SELECTED PASSAGE:
════════

Movie Review: Terminator 3 – Ah-nuld Will Be Back…Again…And Again…

Good news first: The latest installment in this beloved franchise is not lame. In fact, it is a pretty decent flick, if not really good. In the past few years, venerable franchises like Star Wars, Jurassic Park, the Matrix and Star Trek have embarrassed themselves. In returning to another late sequel of another much loved saga, viewers are wise to be cautious. But lovers of T2 won’t be crushed. Now let’s just hope that Mad Max 4 (?) and Indy 4 (2008) won’t be clunkers either.

Terminator 3: Rise of the Machines is the latest installment in the hugely popular Terminator series (T1, 1984; T2, 1991). The film’s very existence, however, is troublesome if you know the first two, because the second wraps up the story rather well. Like Godfather III, viewers may find this installment a bit unnecessary, and both are the ‘worst’ of their respective trilogies. T3 never really gets around the knotty problem of why T2 wasn’t the end of the road. But also like GIII, unfair comparison with its excellent predecessors should not undervalue the current effort.

════════

DATASET EXCERPTS:
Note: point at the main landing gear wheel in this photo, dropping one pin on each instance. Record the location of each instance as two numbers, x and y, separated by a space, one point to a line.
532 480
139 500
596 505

════════

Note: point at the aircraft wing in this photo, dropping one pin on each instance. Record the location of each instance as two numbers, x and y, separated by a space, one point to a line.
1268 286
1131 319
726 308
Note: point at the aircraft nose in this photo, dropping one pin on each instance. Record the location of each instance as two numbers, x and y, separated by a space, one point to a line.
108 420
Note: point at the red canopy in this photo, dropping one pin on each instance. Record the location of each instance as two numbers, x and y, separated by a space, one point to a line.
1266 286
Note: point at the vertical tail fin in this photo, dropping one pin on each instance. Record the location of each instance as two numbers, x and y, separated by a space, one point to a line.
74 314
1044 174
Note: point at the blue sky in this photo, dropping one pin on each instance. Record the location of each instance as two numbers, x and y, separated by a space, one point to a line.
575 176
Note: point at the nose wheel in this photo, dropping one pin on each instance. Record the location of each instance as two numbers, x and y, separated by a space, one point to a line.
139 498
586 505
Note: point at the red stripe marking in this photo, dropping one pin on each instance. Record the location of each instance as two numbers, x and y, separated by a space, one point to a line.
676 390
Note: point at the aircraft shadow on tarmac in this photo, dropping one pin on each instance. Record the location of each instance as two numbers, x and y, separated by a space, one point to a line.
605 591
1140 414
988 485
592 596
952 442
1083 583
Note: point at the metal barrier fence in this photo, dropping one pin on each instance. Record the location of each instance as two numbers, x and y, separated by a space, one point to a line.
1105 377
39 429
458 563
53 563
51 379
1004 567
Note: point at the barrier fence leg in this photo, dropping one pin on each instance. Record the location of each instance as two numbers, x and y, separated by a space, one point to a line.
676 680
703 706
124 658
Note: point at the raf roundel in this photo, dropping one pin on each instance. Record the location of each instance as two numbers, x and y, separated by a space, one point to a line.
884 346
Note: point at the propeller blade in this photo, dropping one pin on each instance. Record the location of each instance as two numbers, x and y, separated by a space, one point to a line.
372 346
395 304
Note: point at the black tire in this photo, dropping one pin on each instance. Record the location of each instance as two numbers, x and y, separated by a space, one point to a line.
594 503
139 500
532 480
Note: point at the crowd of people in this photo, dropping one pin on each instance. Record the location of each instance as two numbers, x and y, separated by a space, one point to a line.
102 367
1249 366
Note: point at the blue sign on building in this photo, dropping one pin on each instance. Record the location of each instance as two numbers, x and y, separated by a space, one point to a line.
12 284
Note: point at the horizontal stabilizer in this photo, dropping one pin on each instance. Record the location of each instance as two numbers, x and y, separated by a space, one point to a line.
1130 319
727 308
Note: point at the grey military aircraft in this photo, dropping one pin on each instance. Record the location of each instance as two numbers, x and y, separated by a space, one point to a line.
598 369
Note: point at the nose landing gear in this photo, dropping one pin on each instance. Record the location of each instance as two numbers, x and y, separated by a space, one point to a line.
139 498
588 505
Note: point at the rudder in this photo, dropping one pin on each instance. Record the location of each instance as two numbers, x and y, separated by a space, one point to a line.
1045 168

════════

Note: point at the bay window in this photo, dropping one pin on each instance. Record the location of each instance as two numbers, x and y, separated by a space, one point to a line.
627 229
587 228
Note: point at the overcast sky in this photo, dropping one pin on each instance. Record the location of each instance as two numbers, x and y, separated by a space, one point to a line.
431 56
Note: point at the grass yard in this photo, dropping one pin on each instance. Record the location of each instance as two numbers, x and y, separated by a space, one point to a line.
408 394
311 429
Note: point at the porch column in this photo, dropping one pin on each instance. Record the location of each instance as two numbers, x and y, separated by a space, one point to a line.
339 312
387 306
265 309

════════

In the Terminator 3 review, what years are given for the first two films in the series?

1984 for the first film and 1991 for the second.